## Fragmento seleccionado
•••
“Cuando encuentres a Buda, mátalo”. No lo digo yo, lo dice el proverbio. Y es que además ese cabrón se le parecía: gordo, calvo, con los ojos rasgados… si hasta vestía de naranja. Estaba claro, ¿no? ¿Quién coño iba a pensar que en China también había repartidores de butano?

METÁFORAS EN OJO AJENO

50. Cincuenta. L. Muchos, se escriba como se escriba. Son los años que han pasado ya y no hablo de Woodstock, aunque estuvo cerca. Hablo de Charlie Manson, de su familia, de sus taraduras. 

Yo fui un experto en Manson, hace años. En el mundo del crimen en general, realmente. Todo empezó al caer en mis manos el primer fascículo de “La huella del crimen”. Los dos primeros, para ser exactos: “Oferta de lanzamiento, números 1 y 2. Charles Manson y Jarabo”. Cada uno era un dossier que describía y analizaba hasta el más mínimo detalle de los criminales, su vida y su “obra”. Empezaba por estos dos, el huevo y la castaña, pero prometía un repaso completo a los asesinos más importantes de la historia, Jack el Destripador incluido, que era el que me interesaba a mí. Como aquello del “Asesinato como una de las Bellas Artes”, pero actualizado y por entregas. Y con unos cuantos kilos más de morbo, supongo, porque aunque no lo he leído, sospecho que el gusto de aquella época por lo tenebroso era más una cuestión de dandismo. A lo que vamos: que eso sí que eran colecciones de septiembre y no “Dedales de época” o “Teteras de ayer y hoy”, con todo mi respeto para los colectivos pro-dedalistas y filo-teterianos, vaya eso por delante.
•••
## Registros del conjunto
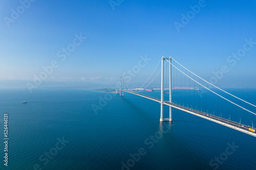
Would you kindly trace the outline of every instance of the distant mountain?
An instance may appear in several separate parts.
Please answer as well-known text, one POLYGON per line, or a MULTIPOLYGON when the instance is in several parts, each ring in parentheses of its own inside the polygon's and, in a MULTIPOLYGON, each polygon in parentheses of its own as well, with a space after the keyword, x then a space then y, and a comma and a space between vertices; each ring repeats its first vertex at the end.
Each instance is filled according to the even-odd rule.
MULTIPOLYGON (((27 88, 27 83, 34 84, 33 81, 24 80, 0 80, 0 88, 27 88)), ((37 88, 83 88, 105 87, 103 83, 86 82, 43 81, 37 88)))

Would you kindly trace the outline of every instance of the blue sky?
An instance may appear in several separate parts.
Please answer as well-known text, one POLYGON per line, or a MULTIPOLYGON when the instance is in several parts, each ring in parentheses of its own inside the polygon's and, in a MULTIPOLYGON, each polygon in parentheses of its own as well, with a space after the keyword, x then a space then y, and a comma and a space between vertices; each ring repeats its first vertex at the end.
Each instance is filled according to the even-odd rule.
MULTIPOLYGON (((21 2, 28 6, 28 1, 21 2)), ((22 11, 19 1, 1 1, 0 80, 33 80, 56 60, 58 66, 45 81, 115 83, 146 55, 152 60, 134 82, 146 79, 162 56, 170 56, 207 80, 227 65, 229 71, 217 85, 255 87, 256 44, 234 65, 227 61, 246 39, 256 42, 255 1, 112 2, 118 4, 114 10, 109 1, 37 0, 22 11), (182 14, 199 3, 203 7, 178 32, 175 22, 182 23, 182 14), (22 11, 8 23, 12 9, 22 11), (58 52, 76 34, 87 38, 61 61, 58 52)))

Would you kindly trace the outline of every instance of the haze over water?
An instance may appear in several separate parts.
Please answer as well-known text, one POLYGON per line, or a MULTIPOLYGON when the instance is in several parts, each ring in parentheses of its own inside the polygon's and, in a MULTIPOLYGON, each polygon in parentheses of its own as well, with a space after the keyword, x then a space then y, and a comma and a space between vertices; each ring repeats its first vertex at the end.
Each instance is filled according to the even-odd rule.
MULTIPOLYGON (((250 93, 244 94, 246 90, 256 92, 233 89, 256 103, 250 93)), ((211 166, 210 161, 224 155, 228 143, 239 148, 226 160, 220 159, 219 169, 256 168, 255 137, 175 109, 173 122, 161 123, 160 104, 135 95, 115 95, 96 114, 92 104, 98 105, 99 96, 105 93, 1 89, 0 94, 0 110, 9 113, 8 169, 33 169, 36 164, 42 169, 121 169, 122 162, 127 164, 130 154, 141 148, 144 154, 131 169, 211 169, 217 162, 211 166), (22 104, 24 100, 28 103, 22 104), (63 137, 69 142, 46 163, 45 152, 63 137)), ((168 107, 164 109, 167 117, 168 107)), ((0 121, 3 125, 3 116, 0 121)))

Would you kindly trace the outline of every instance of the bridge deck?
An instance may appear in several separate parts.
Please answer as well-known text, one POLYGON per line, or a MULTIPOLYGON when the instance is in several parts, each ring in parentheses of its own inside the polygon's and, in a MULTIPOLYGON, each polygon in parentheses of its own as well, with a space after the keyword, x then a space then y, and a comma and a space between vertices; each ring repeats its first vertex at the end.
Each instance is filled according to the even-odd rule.
MULTIPOLYGON (((134 94, 135 95, 137 95, 146 99, 150 99, 151 100, 153 100, 156 102, 158 102, 161 103, 161 100, 156 98, 152 98, 145 95, 138 94, 132 91, 129 91, 126 90, 122 90, 125 92, 127 92, 132 94, 134 94)), ((198 111, 196 110, 194 110, 193 109, 190 109, 186 107, 180 106, 173 103, 170 103, 167 101, 164 101, 164 105, 166 105, 175 108, 176 109, 184 111, 186 112, 193 114, 196 116, 202 117, 203 118, 206 119, 210 121, 212 121, 218 124, 222 125, 223 126, 228 127, 229 128, 235 129, 236 130, 239 131, 240 132, 246 133, 248 135, 252 135, 256 137, 256 133, 255 132, 253 132, 250 130, 249 130, 249 128, 253 129, 256 130, 255 128, 252 128, 248 126, 241 124, 235 122, 230 121, 228 119, 226 119, 225 118, 220 117, 218 116, 216 116, 210 114, 204 113, 200 111, 198 111)))

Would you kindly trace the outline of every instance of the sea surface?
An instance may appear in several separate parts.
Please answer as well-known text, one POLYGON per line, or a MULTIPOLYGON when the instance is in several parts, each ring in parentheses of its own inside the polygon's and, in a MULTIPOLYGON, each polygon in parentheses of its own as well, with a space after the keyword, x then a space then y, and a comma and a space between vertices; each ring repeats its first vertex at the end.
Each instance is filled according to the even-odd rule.
MULTIPOLYGON (((230 90, 256 104, 255 89, 230 90)), ((256 169, 255 137, 175 109, 173 121, 161 123, 160 109, 127 93, 1 89, 0 169, 256 169)))

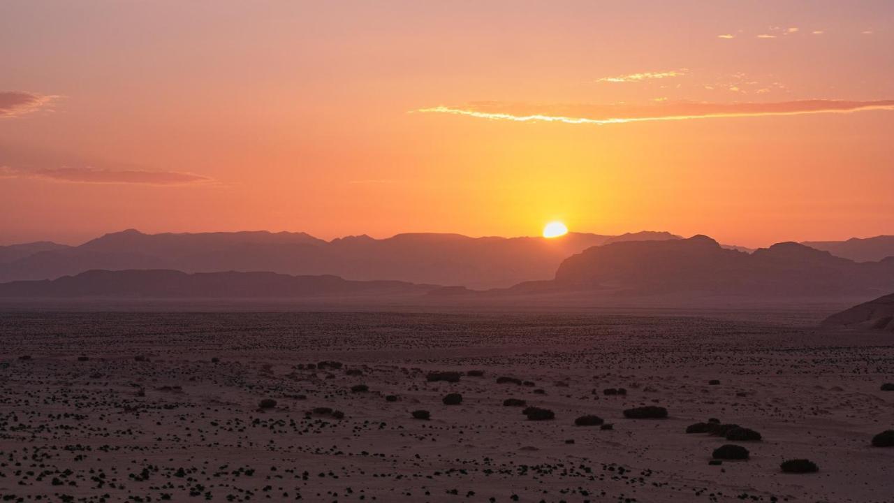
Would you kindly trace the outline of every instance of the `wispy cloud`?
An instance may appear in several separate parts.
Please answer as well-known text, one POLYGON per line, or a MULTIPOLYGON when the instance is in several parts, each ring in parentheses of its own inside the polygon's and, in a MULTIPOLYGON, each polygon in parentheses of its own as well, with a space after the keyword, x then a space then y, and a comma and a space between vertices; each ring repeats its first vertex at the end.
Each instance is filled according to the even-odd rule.
POLYGON ((12 118, 46 107, 56 96, 24 91, 0 91, 0 118, 12 118))
POLYGON ((669 72, 643 72, 641 73, 630 73, 628 75, 618 75, 616 77, 603 77, 597 79, 597 82, 637 82, 640 81, 649 81, 652 79, 667 79, 669 77, 679 77, 686 75, 687 70, 671 70, 669 72))
POLYGON ((192 173, 104 169, 89 166, 17 168, 0 166, 0 178, 35 178, 72 183, 137 183, 144 185, 188 185, 214 182, 211 178, 192 173))
POLYGON ((512 122, 552 122, 569 124, 611 124, 651 121, 679 121, 713 117, 757 117, 803 114, 894 110, 894 99, 850 101, 805 99, 770 103, 654 102, 645 105, 528 105, 479 102, 467 107, 434 107, 416 110, 481 119, 512 122))

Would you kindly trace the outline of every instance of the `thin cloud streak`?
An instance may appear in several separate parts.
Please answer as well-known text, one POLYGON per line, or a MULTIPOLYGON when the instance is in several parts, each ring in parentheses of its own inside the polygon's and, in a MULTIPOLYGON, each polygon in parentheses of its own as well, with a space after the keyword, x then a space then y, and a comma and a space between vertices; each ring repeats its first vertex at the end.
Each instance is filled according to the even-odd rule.
POLYGON ((669 77, 679 77, 686 75, 686 70, 671 70, 670 72, 643 72, 640 73, 630 73, 628 75, 619 75, 617 77, 603 77, 597 79, 597 82, 638 82, 652 79, 667 79, 669 77))
POLYGON ((416 112, 448 114, 512 122, 548 122, 569 124, 612 124, 654 121, 723 117, 844 114, 863 110, 894 110, 894 99, 848 101, 808 99, 775 103, 661 102, 646 106, 563 105, 526 106, 486 102, 468 107, 434 107, 416 112))
POLYGON ((32 178, 70 183, 129 183, 142 185, 191 185, 213 179, 173 171, 115 170, 96 167, 15 168, 0 166, 0 178, 32 178))
POLYGON ((0 91, 0 118, 13 118, 46 107, 57 96, 24 91, 0 91))

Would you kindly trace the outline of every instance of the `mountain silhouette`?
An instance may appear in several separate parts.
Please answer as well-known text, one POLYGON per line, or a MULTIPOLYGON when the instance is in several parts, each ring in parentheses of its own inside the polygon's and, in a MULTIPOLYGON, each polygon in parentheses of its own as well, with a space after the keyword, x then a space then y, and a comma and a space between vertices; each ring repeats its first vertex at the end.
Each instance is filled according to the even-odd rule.
POLYGON ((894 257, 894 235, 852 237, 848 241, 807 241, 802 244, 857 262, 875 262, 894 257))
POLYGON ((857 263, 797 243, 780 243, 749 254, 696 235, 589 248, 565 260, 552 281, 521 284, 514 290, 877 295, 894 290, 894 260, 857 263))
POLYGON ((0 264, 13 262, 20 259, 39 253, 40 252, 52 252, 68 248, 65 244, 59 244, 49 241, 38 241, 36 243, 24 243, 21 244, 10 244, 0 246, 0 264))
POLYGON ((837 312, 826 318, 822 324, 894 332, 894 294, 837 312))
POLYGON ((0 282, 53 279, 90 269, 263 270, 486 289, 550 278, 562 260, 609 239, 677 237, 653 232, 621 236, 569 233, 556 239, 401 234, 326 242, 305 233, 148 234, 129 229, 0 263, 0 282))
POLYGON ((437 288, 401 281, 349 281, 335 276, 272 272, 187 274, 177 270, 90 270, 53 280, 0 284, 0 297, 292 298, 422 295, 437 288))

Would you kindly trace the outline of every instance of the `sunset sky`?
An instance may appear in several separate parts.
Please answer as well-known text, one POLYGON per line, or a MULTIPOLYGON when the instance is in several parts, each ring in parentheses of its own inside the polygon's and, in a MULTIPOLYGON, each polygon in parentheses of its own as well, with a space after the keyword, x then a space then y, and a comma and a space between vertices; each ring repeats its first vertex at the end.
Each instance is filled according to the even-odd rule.
POLYGON ((894 2, 0 3, 0 244, 894 234, 894 2))

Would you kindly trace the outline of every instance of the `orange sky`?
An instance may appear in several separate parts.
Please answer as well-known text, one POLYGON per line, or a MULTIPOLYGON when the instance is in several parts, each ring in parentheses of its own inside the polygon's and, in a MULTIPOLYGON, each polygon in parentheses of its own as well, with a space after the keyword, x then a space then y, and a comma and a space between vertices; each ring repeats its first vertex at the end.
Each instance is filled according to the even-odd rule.
POLYGON ((894 234, 892 28, 884 0, 4 2, 0 243, 894 234))

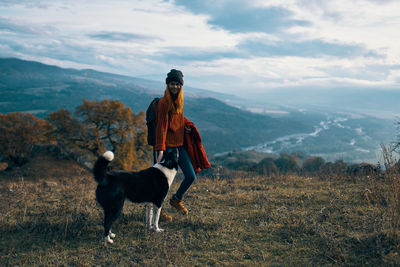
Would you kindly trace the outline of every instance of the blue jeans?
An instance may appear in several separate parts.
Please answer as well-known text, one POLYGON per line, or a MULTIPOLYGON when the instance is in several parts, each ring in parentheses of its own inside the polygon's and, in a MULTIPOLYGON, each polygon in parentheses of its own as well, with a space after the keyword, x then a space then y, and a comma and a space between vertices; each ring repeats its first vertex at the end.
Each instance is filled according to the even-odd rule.
POLYGON ((183 195, 193 184, 194 180, 196 180, 196 174, 194 172, 192 162, 190 160, 188 153, 186 152, 186 149, 183 146, 167 147, 166 151, 171 151, 172 149, 178 149, 179 152, 178 165, 181 168, 184 175, 184 179, 181 185, 179 186, 178 191, 176 191, 173 197, 177 198, 178 200, 182 200, 183 195))

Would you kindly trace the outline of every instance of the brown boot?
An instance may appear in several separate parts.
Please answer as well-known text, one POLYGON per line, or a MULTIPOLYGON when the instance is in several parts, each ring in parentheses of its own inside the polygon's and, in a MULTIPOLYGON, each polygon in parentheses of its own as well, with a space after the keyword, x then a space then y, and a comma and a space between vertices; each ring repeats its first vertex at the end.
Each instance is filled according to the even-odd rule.
POLYGON ((161 209, 160 220, 167 221, 167 222, 172 222, 172 217, 169 216, 163 209, 161 209))
POLYGON ((175 209, 177 209, 181 214, 186 215, 189 213, 189 211, 187 210, 187 208, 185 208, 182 204, 182 200, 178 200, 175 197, 172 197, 169 200, 169 204, 171 204, 172 207, 174 207, 175 209))

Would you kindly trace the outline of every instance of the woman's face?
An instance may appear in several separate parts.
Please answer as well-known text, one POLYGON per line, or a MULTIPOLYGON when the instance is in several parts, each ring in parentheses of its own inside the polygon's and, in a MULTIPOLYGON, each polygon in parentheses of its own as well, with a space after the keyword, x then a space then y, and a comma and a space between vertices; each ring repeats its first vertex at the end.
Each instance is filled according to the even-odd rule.
POLYGON ((168 88, 169 88, 169 91, 171 94, 177 95, 179 93, 179 89, 181 88, 181 84, 178 82, 172 81, 168 84, 168 88))

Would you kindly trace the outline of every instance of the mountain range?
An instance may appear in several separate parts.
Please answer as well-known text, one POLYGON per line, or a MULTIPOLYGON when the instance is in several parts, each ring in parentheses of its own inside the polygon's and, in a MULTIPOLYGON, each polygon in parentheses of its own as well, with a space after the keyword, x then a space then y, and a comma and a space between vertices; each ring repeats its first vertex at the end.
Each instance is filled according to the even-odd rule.
MULTIPOLYGON (((0 58, 1 113, 30 112, 44 118, 60 108, 73 111, 83 99, 118 99, 139 112, 164 90, 164 81, 0 58)), ((346 95, 340 101, 340 92, 275 92, 263 96, 268 102, 261 96, 252 100, 185 85, 184 112, 199 129, 209 155, 234 150, 302 152, 329 161, 376 163, 380 144, 396 139, 395 119, 387 116, 396 108, 385 108, 378 96, 369 99, 373 93, 368 91, 346 95), (366 99, 375 103, 370 108, 382 112, 371 114, 362 102, 366 99)), ((384 94, 380 98, 390 99, 384 94)))

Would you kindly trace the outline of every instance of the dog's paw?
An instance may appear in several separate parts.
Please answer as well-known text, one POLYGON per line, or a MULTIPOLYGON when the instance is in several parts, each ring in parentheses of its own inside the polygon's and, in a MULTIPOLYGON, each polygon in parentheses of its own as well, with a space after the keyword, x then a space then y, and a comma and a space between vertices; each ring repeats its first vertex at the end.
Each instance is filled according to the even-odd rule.
POLYGON ((111 239, 110 235, 104 238, 105 245, 114 243, 114 240, 111 239))

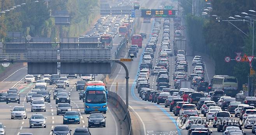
•••
## Enunciado
Reproduce el tramo del fragmento que va desde "50. Cincuenta. L." hasta "de sus taraduras." y renombra en él "Charlie Manson" como "Charles Manson". Los registros no intervienen en absoluto en este ejercicio.

## Solución
50. Cincuenta. L. Muchos, se escriba como se escriba. Son los años que han pasado ya y no hablo de Woodstock, aunque estuvo cerca. Hablo de Charles Manson, de su familia, de sus taraduras.